Point localization data:
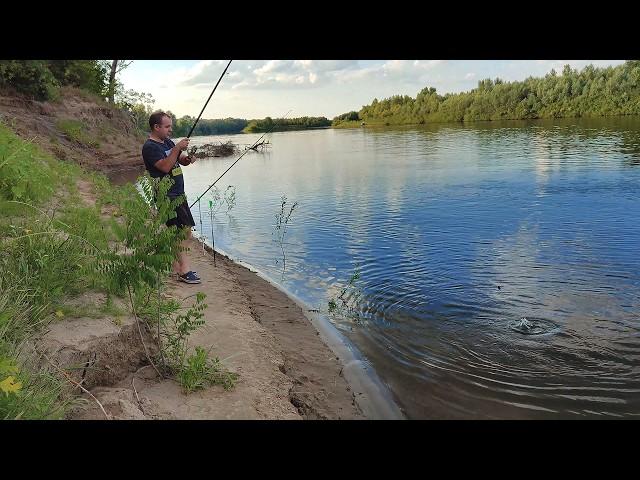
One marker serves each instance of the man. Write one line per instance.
(163, 157)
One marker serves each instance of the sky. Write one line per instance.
(261, 88)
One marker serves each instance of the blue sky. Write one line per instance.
(260, 88)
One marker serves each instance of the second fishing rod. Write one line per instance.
(237, 160)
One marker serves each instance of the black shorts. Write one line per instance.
(183, 217)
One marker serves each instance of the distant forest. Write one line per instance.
(591, 92)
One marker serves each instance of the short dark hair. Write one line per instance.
(156, 118)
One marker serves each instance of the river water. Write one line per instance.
(499, 274)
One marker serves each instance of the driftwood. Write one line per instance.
(262, 145)
(213, 150)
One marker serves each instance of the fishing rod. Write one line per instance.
(245, 152)
(205, 105)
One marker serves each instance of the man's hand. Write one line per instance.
(183, 144)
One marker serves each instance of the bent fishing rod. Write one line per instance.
(207, 102)
(243, 154)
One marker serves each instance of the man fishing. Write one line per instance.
(162, 157)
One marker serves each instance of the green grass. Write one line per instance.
(55, 248)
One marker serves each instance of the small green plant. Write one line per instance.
(345, 304)
(200, 370)
(280, 227)
(217, 202)
(76, 131)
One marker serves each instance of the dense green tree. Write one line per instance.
(592, 91)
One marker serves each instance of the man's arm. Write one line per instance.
(166, 164)
(186, 159)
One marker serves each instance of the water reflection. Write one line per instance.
(461, 231)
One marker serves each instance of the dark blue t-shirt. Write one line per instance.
(153, 151)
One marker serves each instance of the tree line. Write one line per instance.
(592, 91)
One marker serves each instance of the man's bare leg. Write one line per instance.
(181, 266)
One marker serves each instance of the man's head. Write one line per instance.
(160, 124)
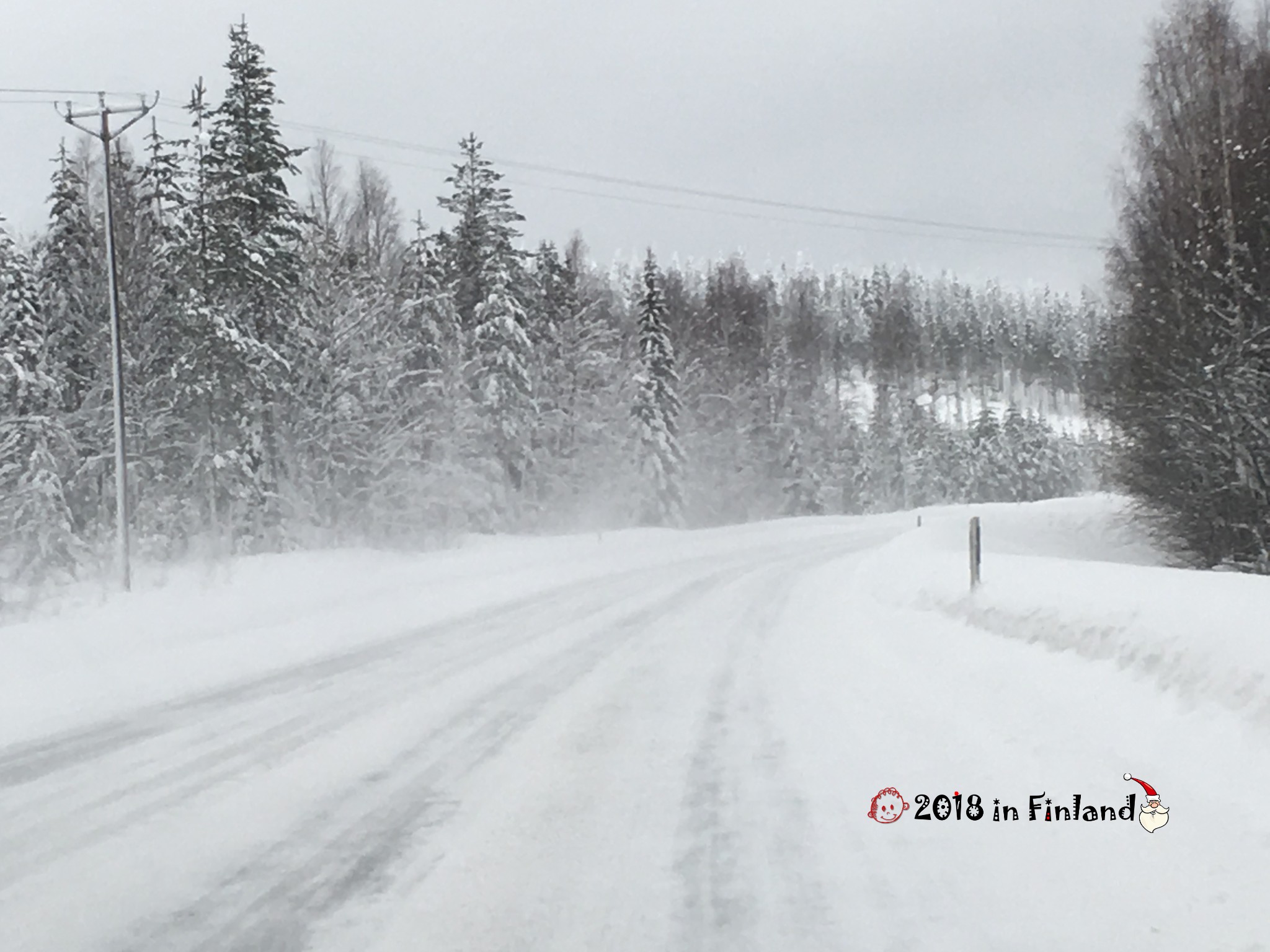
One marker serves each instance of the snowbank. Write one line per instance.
(1072, 575)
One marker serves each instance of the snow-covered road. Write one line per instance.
(675, 753)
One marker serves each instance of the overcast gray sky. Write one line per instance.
(1000, 113)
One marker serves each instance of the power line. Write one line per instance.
(1053, 236)
(68, 92)
(703, 193)
(730, 213)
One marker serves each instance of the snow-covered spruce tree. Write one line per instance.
(71, 283)
(1188, 376)
(37, 539)
(487, 281)
(254, 273)
(657, 408)
(481, 249)
(445, 479)
(500, 355)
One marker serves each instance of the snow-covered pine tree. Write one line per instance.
(37, 537)
(500, 379)
(657, 408)
(70, 278)
(482, 247)
(255, 268)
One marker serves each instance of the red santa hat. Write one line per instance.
(1151, 791)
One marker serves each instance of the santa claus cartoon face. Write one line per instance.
(887, 806)
(1153, 815)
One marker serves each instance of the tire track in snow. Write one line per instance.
(741, 828)
(255, 731)
(276, 901)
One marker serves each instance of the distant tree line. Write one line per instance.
(324, 372)
(1186, 376)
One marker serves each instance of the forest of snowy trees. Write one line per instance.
(327, 371)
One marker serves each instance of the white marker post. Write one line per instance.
(975, 552)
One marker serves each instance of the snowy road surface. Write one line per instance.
(667, 753)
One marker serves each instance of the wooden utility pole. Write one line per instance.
(121, 452)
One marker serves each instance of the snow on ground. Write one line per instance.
(648, 742)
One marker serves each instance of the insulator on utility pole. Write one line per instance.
(121, 448)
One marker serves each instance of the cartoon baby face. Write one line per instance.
(887, 806)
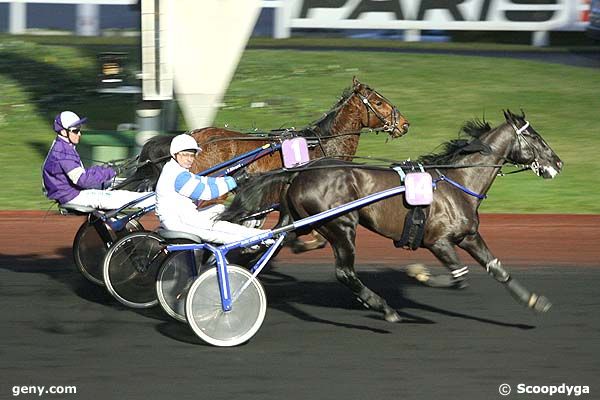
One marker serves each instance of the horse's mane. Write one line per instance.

◆ EXERCISE DESCRIPTION
Nothing but the lines from the one containing "One marker serves each instance of the distant tree" through the final line of the entries above should be given again, each exactly as written; omit the pictures.

◆ WRITTEN ANSWER
One marker serves each instance of the distant tree line. Write one line per instance.
(324, 372)
(1186, 376)
One marker serves each instance of the forest of snowy trees. Write one line per instance.
(327, 371)
One marker serves each instance of the white marker post. Write one line per instance.
(975, 552)
One marker serves each instance of the snowy road surface. Write one line per instance.
(667, 753)
One marker serves each instance of the wooden utility pole. Write one line per instance.
(121, 452)
One marker serves each instance of the snow on ground. Write one line per instance.
(648, 742)
One marker serves each instance of the insulator on utility pole. Write one line per instance.
(121, 448)
One marker serves each instance of the cartoon baby face. Write one line per instance.
(887, 806)
One marker serves each instance of the horse's mane. Write one line per instance.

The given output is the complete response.